START PAGE EXTRACT

Most of what we do in an entreprise context is related to risk management. That's especially true in IT, even if IT decisions are not always (often?) handled that way. There are some risks associated with Entreprise 2.0 and web technologies, but these risks must be weighted by the benefits and the risks for not using them, otherwise a proper risk analysis is impossible. Besides that analysis should go way beyond the technology scope and must embrace each company objectives as is mentionned at the end of the article.

I'd like to emphasize the data security risk: it's often considered as a very technology-related risk (as opposed to reputation related risks for instance), to be tackled by IT. But imho that's an highly flawed point of view. Most of the data security issues are human related: forwarded email containing information that should be transfered, important spreadsheet not saved on a server and lost after a PC crash, the system engineer who can get access to the CEO emails because he's got that "magic" admin password, the sales who leaves the company with a listing of all customers, people who receive unknown emails with an attachment and open that attachment, etc, etc. I'd bet that's more than 90% of the security issues.

END PAGE EXTRACT

WORK ORDER 1: In the comment on enterprise risk, what share of security issues does the writer bet are human-related?
WORK ORDER 2: Copy the part of the comment on enterprise risk between "I'd like to" and "the security issues.", inclusive.

START GIVEN RECORDS

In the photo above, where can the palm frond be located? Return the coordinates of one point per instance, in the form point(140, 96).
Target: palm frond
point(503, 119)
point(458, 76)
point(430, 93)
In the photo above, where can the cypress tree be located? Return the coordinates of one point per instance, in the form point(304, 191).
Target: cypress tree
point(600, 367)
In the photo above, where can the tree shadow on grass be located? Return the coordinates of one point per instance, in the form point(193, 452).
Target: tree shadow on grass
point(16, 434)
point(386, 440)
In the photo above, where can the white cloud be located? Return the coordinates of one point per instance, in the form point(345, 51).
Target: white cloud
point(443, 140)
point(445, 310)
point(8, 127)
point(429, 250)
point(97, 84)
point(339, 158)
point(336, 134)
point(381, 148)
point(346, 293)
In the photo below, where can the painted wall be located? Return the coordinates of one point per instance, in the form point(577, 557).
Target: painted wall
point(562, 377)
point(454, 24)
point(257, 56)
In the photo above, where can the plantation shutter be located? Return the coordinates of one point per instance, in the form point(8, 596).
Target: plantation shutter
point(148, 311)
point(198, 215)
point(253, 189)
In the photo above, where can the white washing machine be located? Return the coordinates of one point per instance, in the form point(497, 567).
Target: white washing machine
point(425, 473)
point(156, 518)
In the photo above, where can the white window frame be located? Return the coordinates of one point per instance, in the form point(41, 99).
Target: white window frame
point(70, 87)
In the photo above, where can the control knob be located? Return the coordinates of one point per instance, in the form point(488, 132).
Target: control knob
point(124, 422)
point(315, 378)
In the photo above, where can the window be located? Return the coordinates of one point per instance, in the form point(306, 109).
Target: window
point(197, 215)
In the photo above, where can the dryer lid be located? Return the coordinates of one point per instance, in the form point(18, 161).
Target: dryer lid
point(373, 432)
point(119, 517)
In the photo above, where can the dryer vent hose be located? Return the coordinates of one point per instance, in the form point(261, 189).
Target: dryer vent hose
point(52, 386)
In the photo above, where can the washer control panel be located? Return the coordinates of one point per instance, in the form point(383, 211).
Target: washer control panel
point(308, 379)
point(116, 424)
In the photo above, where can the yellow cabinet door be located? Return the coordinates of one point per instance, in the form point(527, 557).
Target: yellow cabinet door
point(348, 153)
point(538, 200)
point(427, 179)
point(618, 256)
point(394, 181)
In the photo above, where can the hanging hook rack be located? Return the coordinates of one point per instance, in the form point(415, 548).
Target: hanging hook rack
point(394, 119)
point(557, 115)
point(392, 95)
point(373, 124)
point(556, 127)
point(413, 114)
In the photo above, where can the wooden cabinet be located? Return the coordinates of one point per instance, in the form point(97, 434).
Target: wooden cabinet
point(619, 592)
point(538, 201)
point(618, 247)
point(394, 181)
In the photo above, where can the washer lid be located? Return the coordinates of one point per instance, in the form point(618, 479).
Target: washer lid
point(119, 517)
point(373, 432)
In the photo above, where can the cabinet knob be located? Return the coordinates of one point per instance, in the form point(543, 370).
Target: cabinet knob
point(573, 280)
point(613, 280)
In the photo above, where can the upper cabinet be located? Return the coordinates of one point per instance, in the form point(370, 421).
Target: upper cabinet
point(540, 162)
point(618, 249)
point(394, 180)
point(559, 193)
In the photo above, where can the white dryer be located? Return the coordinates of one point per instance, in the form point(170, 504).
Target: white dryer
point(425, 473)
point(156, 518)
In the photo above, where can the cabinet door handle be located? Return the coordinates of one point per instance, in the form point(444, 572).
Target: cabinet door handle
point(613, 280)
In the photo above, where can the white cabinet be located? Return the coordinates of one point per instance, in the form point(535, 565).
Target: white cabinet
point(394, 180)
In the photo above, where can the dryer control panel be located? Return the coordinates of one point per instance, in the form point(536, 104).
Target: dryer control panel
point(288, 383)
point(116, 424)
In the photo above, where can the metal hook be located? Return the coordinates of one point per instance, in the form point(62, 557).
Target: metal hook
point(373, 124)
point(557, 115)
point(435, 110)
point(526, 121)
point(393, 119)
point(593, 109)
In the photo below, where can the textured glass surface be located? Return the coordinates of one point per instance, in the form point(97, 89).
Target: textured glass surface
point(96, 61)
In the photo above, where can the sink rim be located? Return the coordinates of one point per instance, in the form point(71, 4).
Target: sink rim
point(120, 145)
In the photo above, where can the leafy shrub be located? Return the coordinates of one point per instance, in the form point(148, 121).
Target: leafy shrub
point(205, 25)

END GIVEN RECORDS

RESULT 1: More than 90%.

RESULT 2:
I'd like to emphasize the data security risk: it's often considered as a very technology-related risk (as opposed to reputation related risks for instance), to be tackled by IT. But imho that's an highly flawed point of view. Most of the data security issues are human related: forwarded email containing information that should be transfered, important spreadsheet not saved on a server and lost after a PC crash, the system engineer who can get access to the CEO emails because he's got that "magic" admin password, the sales who leaves the company with a listing of all customers, people who receive unknown emails with an attachment and open that attachment, etc, etc. I'd bet that's more than 90% of the security issues.